Set problem:
Copy out every line of the records below word for word, keeping their order.

Records shown:
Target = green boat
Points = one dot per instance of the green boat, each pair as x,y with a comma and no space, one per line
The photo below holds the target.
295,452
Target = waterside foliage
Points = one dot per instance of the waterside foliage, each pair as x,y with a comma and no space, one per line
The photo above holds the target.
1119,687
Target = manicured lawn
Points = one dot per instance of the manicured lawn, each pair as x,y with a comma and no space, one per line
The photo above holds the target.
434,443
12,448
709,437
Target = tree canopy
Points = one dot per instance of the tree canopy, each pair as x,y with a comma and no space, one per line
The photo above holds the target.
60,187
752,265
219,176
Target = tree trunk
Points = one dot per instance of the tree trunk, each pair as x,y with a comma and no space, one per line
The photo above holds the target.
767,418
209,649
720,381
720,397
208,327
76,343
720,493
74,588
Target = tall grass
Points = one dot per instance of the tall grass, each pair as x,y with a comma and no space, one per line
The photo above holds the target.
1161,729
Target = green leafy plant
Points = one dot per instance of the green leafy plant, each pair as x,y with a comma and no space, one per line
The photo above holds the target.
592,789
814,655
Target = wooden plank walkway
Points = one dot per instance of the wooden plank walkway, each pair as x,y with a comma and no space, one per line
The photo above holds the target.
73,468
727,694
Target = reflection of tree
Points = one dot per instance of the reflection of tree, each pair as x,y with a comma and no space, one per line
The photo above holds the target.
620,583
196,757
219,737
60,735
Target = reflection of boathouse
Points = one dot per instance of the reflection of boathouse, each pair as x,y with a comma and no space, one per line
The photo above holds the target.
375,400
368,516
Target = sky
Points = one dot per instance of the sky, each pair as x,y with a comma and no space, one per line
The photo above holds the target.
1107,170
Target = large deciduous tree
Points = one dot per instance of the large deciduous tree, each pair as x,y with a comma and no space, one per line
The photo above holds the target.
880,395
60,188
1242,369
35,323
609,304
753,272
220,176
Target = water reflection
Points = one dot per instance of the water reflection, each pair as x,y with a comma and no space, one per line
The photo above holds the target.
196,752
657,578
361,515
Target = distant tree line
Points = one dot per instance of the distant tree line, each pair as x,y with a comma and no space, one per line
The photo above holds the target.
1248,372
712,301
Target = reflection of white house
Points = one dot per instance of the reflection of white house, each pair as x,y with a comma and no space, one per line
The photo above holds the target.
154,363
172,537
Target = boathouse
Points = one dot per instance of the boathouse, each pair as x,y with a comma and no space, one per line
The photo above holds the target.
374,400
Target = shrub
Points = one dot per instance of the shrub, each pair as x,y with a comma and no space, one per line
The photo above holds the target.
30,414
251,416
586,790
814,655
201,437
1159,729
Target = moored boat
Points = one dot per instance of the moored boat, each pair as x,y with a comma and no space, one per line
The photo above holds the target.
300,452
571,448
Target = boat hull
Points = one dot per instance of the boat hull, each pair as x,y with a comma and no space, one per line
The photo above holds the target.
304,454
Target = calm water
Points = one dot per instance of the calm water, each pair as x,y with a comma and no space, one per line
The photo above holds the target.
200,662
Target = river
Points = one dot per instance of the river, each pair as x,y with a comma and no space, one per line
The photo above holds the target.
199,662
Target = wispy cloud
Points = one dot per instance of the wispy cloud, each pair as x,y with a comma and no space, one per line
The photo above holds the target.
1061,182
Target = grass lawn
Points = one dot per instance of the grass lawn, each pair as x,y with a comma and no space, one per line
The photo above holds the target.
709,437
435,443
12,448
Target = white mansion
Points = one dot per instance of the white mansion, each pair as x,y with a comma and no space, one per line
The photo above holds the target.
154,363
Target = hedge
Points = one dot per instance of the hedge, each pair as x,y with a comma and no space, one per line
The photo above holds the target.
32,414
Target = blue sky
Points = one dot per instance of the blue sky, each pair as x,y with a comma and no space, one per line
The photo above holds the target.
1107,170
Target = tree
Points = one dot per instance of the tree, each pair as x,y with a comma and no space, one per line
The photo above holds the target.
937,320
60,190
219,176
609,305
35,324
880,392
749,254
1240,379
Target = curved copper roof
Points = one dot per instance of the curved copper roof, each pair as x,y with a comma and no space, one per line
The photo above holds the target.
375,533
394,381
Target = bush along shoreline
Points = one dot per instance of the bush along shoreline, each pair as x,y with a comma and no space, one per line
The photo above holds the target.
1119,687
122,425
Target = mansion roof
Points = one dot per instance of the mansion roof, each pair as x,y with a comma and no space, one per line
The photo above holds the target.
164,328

Worked answer:
Target = green boat
Points = one dot per instance of the green boat, each pair as x,y with a comma and no space, one per line
The photo below holds the target.
295,452
Target = waterside foliage
Points = one dot per instance of the waterside foliage, each pair as x,y with a comma and no space, one per line
The photo above holds the target.
1119,687
Target = manicured lawn
Points = one dot per instance of the manicured lawn, each pair as x,y with a comma and no space, one per line
The photo above holds the target.
434,443
12,448
709,437
Target = tree canopy
Points = one dot per instance of the tree canopy, each pair as x,y with a comma and no space, one per line
The photo above holds the target.
60,187
752,265
219,176
Target = tree trunk
Points = one dot per instance of the tree trunk, each pair as x,y with a comma and no space, one per line
The photo above holds the target.
767,418
209,649
720,381
720,397
208,327
76,343
720,493
74,588
Target = tall grass
Points = one dot per instance of the tall grass, each pair as x,y with a comma and no space, one per line
The photo above holds the target.
1161,729
Target = green leafy plant
Points = one dot per instance of the green leafy plant, each pair as x,y with a comma and no space, one per line
The photo above holds the target.
592,789
814,655
Target = wooden plank walkway
Points = one dot per instance of the wooden plank walkway, each pair as x,y with a comma and no space, one per line
The photo above holds the target.
73,468
727,694
Target = reflection of tree
Points = one dot per instance of the reflection of tree, each pair as x,y with a comma and no space, one per line
The photo above holds the target.
620,583
196,757
219,737
60,735
Target = reflection of boathouse
Points = one dot per instance of the reflection of boathouse, each pair as x,y with a comma and no space, one per line
The photo above holds the target.
375,400
368,516
Target = sky
Points = one dot per instance of the sky, each pair as x,y with a comma and no space, one per line
The photo above holds the target.
1107,170
Target = large deciduous tree
Points = one dot per instance of the large deciduous tree, each pair as x,y with a comma and no space, one per line
The photo above holds the target.
880,395
60,188
1242,369
35,323
609,304
753,272
220,176
Target = water reflection
Points = one dot per instance of the water reflection, each pair as x,y with a comma and no space, one per line
The photo above holds the target.
196,752
657,578
361,515
Target = distant tree line
Points = one dot per instance of the distant tree line, each pair as x,y with a comma and no space, one per line
The photo above holds the target.
1248,372
712,301
Target = reflection of white house
Points = one dot per instance of the reflection of white house, each pair as x,y with a comma and no space, one per line
The photo above holds the target.
154,363
172,537
Target = boathouse
Points = one dot per instance of the boathouse, each pair as x,y with a comma and no space, one per line
The photo above holds the target.
374,400
Target = shrub
Points = one dot per instance of the shrub, each pair as x,y with a comma and no space, one per line
The photo above holds the target.
30,414
251,416
586,790
814,655
201,437
1159,729
Target = moored boat
Points = one dot per instance of the moored boat, each pair as x,y with a comma and no space, one per line
The photo above holds the target.
300,452
571,448
Target = boat hull
Points = one dot per instance of the boat hull, each pair as x,y with a comma and no space, one per line
The photo above holds the target.
304,454
Target = calm water
Points = one dot per instance of the calm water, each pair as x,y with a comma and no space, one per line
The photo above holds the target.
200,662
Target = river
Points = one dot per instance of the river, each pair as x,y with a comma and no space, one per line
The photo above holds the target.
199,662
Target = wispy cloud
Points = one dot per instance of the wispy cloud, each pair as x,y with a comma and no space, one per line
The photo above holds the target.
1061,182
Target = grass lawn
Points = one dot per instance of the grass lawn, each pair as x,y with a comma and no space, one per line
The photo above holds the target.
709,437
435,443
12,448
Target = white mansion
Points = one dot per instance of the white mansion, each pair as x,y with a comma and no space, one per line
The photo above holds the target.
154,363
Target = hedge
Points = one dot per instance of the hedge, each pair as x,y with a comma and no space, one per line
The photo above holds the target.
32,414
Target = blue sky
Points = one dot per instance of the blue sky, each pair as x,y with a comma and no space, one per line
The photo above holds the target.
1107,170
Target = tree
Points = one dot per instance of the tree, each pair as x,y with a comma and no space, one per line
The photo above holds the target.
937,320
60,190
219,176
609,305
35,324
880,392
749,254
1240,379
Target = curved copper roof
Points = one dot per instance of the curved copper roof, each pair as x,y with a comma and no space, one per line
The photo above holds the target.
375,533
394,381
Target = bush along shoreline
Points = one dot per instance of the bush along shoreline, each pair as x,y with a comma and no space, one per line
The photo above holds the target.
1119,687
122,425
Target = mansion roof
Points = one dot per instance of the mansion roof, each pair as x,y with a comma and no space, one per line
The photo above holds the target.
164,328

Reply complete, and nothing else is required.